## EXERCISE AIM
The data below should be restated word for word, with every picture omitted.

== RECORDS FOR THE TASK ==

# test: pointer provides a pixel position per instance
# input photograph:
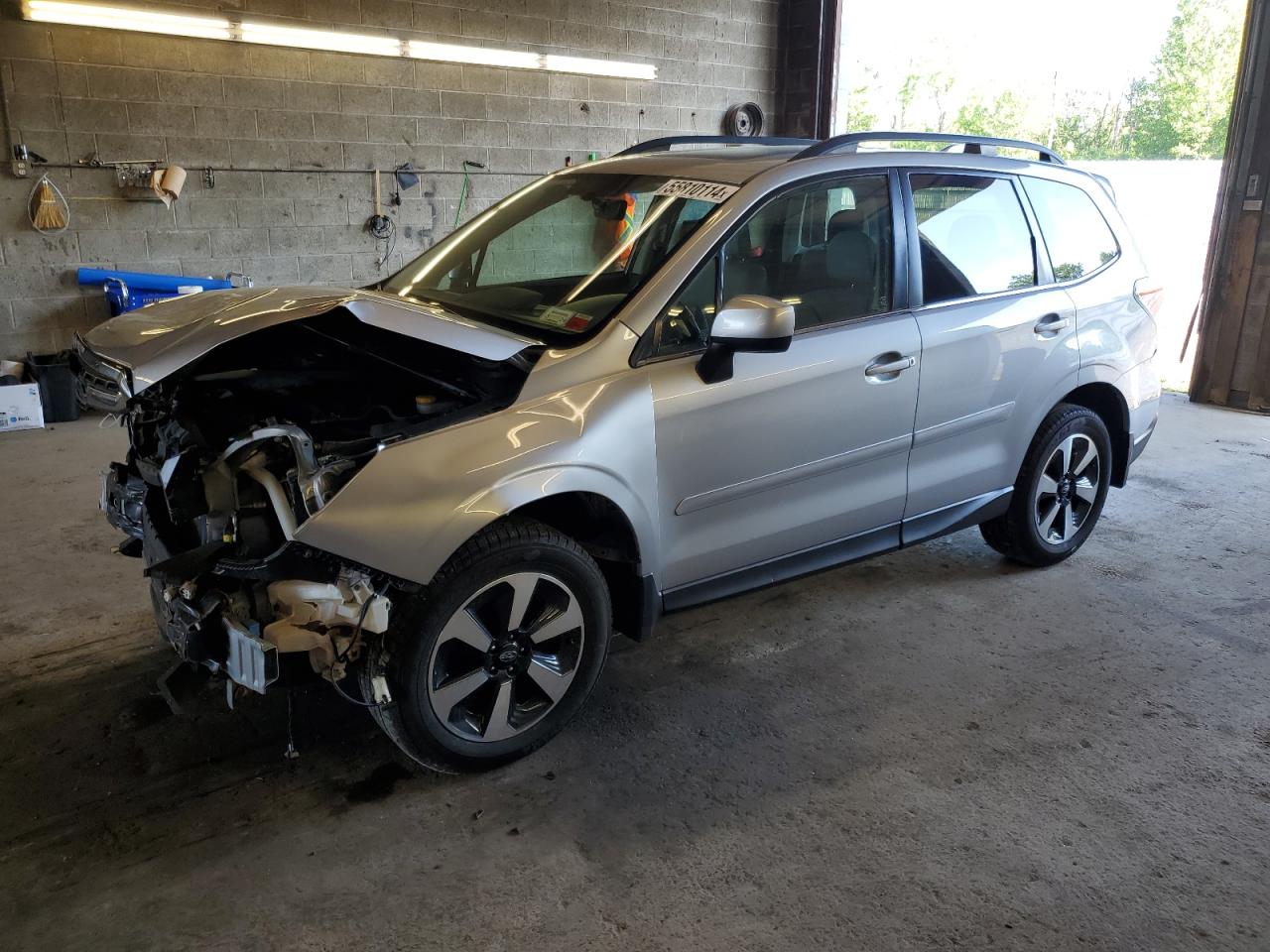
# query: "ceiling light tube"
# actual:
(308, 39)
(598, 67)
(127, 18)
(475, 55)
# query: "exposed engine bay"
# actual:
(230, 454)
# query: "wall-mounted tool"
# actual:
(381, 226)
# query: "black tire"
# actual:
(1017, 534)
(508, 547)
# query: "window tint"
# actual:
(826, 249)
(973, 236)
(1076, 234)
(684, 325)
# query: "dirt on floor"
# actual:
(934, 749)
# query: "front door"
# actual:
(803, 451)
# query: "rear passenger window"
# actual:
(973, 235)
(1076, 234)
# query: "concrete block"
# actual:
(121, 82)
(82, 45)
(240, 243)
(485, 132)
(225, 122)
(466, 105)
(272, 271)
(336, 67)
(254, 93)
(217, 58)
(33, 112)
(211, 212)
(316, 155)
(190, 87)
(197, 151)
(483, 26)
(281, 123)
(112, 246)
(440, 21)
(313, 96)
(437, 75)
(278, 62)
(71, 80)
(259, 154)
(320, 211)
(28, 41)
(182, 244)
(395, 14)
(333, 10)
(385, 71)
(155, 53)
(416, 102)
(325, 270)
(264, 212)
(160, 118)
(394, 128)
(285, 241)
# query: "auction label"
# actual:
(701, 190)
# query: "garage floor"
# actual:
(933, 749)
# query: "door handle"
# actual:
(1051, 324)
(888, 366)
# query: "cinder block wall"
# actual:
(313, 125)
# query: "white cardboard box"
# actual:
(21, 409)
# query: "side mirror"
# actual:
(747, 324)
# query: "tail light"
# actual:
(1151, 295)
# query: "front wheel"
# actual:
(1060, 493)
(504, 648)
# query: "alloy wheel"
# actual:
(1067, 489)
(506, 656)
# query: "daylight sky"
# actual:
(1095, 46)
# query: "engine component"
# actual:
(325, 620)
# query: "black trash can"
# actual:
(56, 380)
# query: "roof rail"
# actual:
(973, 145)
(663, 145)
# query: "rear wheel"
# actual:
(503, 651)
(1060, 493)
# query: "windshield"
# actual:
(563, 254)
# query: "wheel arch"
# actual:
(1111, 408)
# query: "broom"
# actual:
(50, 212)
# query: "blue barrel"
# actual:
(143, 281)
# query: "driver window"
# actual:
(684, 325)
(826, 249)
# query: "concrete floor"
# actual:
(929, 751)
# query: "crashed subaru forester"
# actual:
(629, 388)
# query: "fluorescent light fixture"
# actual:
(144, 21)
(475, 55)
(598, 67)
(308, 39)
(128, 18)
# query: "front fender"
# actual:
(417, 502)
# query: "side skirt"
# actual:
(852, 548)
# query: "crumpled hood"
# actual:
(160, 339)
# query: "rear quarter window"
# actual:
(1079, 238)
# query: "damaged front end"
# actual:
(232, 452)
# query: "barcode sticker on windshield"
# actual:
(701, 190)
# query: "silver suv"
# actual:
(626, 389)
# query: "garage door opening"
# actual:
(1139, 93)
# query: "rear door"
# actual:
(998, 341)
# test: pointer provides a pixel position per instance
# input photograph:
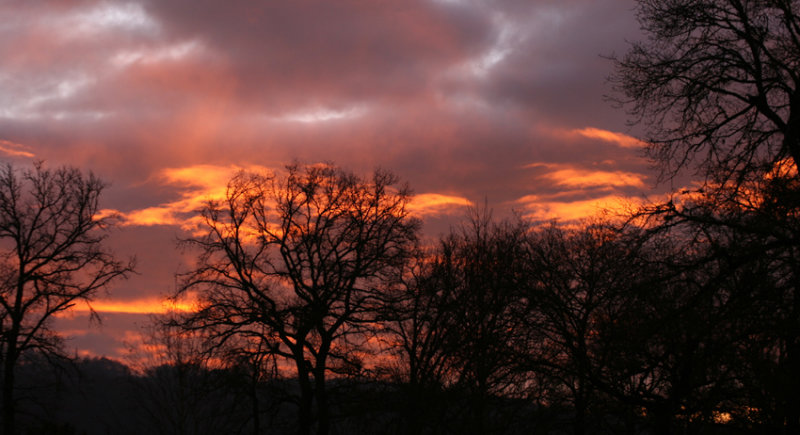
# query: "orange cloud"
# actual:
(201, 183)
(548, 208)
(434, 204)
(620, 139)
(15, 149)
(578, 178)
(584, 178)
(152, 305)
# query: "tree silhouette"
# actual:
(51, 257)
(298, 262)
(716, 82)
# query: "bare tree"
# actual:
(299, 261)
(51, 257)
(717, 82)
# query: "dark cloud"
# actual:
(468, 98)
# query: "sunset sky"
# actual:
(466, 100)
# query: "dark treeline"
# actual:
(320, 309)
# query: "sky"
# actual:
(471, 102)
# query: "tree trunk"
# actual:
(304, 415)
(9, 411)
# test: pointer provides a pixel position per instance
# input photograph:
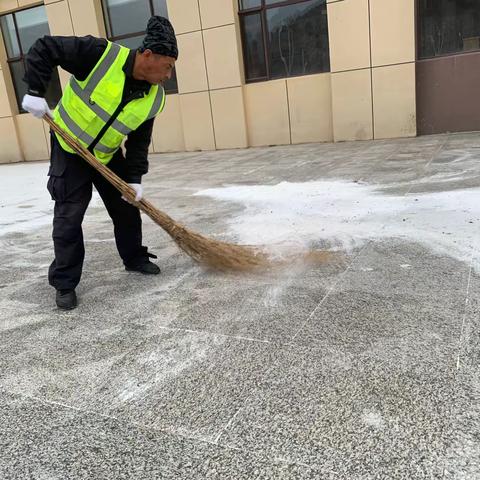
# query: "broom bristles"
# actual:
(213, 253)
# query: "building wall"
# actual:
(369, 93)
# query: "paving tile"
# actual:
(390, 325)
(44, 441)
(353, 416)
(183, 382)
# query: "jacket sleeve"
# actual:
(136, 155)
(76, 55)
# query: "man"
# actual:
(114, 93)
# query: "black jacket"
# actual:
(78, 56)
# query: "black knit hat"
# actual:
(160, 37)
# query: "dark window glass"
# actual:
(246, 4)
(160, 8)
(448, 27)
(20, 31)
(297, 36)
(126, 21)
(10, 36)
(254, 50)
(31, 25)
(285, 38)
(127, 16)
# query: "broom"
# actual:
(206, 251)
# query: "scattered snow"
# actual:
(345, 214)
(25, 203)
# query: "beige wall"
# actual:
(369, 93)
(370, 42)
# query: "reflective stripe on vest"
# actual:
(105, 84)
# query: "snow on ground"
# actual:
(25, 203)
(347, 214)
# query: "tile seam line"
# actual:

===

## EXPECTED ANSWER
# test: pointer provides a pixel position per instance
# input photograph:
# query: "ceiling light tube"
# actual:
(308, 39)
(598, 67)
(127, 18)
(475, 55)
# query: "exposed engine bay"
# actual:
(230, 454)
# query: "wall-mounted tool"
# actual:
(381, 226)
# query: "black tire"
# actual:
(1017, 534)
(508, 547)
# query: "window tint"
# actual:
(826, 249)
(973, 236)
(1076, 234)
(684, 325)
# query: "dirt on floor"
# actual:
(934, 749)
# query: "front door"
# actual:
(803, 451)
# query: "rear passenger window"
# actual:
(973, 235)
(1076, 234)
# query: "concrete block"
# actual:
(121, 82)
(82, 45)
(240, 243)
(485, 132)
(225, 122)
(466, 105)
(272, 271)
(336, 67)
(254, 93)
(217, 58)
(33, 112)
(211, 212)
(316, 155)
(190, 87)
(197, 151)
(483, 26)
(281, 123)
(112, 246)
(440, 21)
(313, 96)
(437, 75)
(278, 62)
(71, 80)
(259, 154)
(320, 211)
(28, 41)
(182, 244)
(395, 14)
(333, 10)
(385, 71)
(155, 53)
(416, 102)
(325, 270)
(264, 212)
(160, 118)
(394, 128)
(285, 241)
# query: "auction label"
# actual:
(701, 190)
# query: "garage floor"
# actual:
(933, 749)
# query: "door handle"
# actual:
(1051, 324)
(888, 366)
# query: "cinder block wall"
# actual:
(313, 125)
# query: "white cardboard box"
# actual:
(21, 409)
# query: "side mirror"
# actual:
(747, 324)
# query: "tail light"
# actual:
(1151, 295)
# query: "front wheel"
# actual:
(1060, 493)
(504, 648)
# query: "alloy wheel"
# actual:
(1067, 489)
(506, 656)
# query: "daylight sky"
# actual:
(1095, 46)
# query: "engine component"
# actual:
(325, 620)
# query: "black trash can"
# actual:
(56, 380)
# query: "roof rail"
# actual:
(973, 145)
(663, 145)
# query: "rear wheel"
# actual:
(503, 651)
(1060, 493)
# query: "windshield"
# actual:
(563, 254)
# query: "wheel arch"
# actual:
(1111, 408)
# query: "broom"
# actual:
(50, 212)
# query: "blue barrel"
# actual:
(143, 281)
# query: "driver window"
# actual:
(684, 325)
(826, 249)
# query: "concrete floor"
# actual:
(929, 751)
# query: "crashed subaru forester"
# actual:
(629, 388)
# query: "fluorescent light fixture"
# actual:
(144, 21)
(475, 55)
(598, 67)
(308, 39)
(128, 18)
# query: "front fender"
# actual:
(417, 502)
# query: "side skirt"
# actual:
(852, 548)
# query: "crumpled hood"
# actual:
(160, 339)
# query: "rear quarter window"
# actual:
(1079, 238)
# query: "damaged front end"
# actual:
(232, 452)
# query: "barcode sticker on windshield"
# actual:
(701, 190)
# query: "silver suv"
# actual:
(626, 389)
# query: "garage door opening"
# actual:
(1139, 93)
# query: "rear door"
# actual:
(998, 341)
# test: pointer provides a pixel position per instance
# input photograph:
# query: "orange cloud"
# actual:
(201, 183)
(548, 208)
(434, 204)
(620, 139)
(15, 149)
(578, 178)
(584, 178)
(152, 305)
# query: "tree silhouette"
# actual:
(51, 257)
(298, 262)
(716, 82)
# query: "bare tree"
# actual:
(299, 261)
(51, 257)
(717, 82)
# query: "dark cloud"
# actual:
(468, 98)
# query: "sunset sky"
# actual:
(466, 100)
# query: "dark treeline"
# actual:
(320, 309)
# query: "sky"
# actual:
(471, 102)
# query: "tree trunk"
# actual:
(304, 415)
(9, 411)
# test: pointer provides a pixel position per instance
# input photograph:
# query: "broom bristles"
# actual:
(213, 253)
# query: "building wall"
# actual:
(369, 93)
# query: "paving tile"
# actual:
(390, 325)
(44, 441)
(353, 416)
(183, 382)
# query: "jacket sleeve"
# actual:
(136, 155)
(76, 55)
# query: "man"
# actual:
(114, 93)
# query: "black jacket"
# actual:
(78, 56)
# query: "black knit hat"
# actual:
(160, 37)
# query: "dark window glass"
# actual:
(246, 4)
(160, 8)
(448, 27)
(20, 31)
(297, 36)
(126, 21)
(10, 36)
(254, 50)
(31, 25)
(285, 38)
(127, 16)
# query: "broom"
# actual:
(206, 251)
# query: "scattered snow"
# actual:
(345, 214)
(25, 203)
# query: "beige wall"
# actual:
(369, 93)
(370, 42)
# query: "reflective stripe on vest"
# actual:
(105, 84)
# query: "snow on ground"
# actual:
(25, 203)
(347, 214)
# query: "tile seam line"
# actual:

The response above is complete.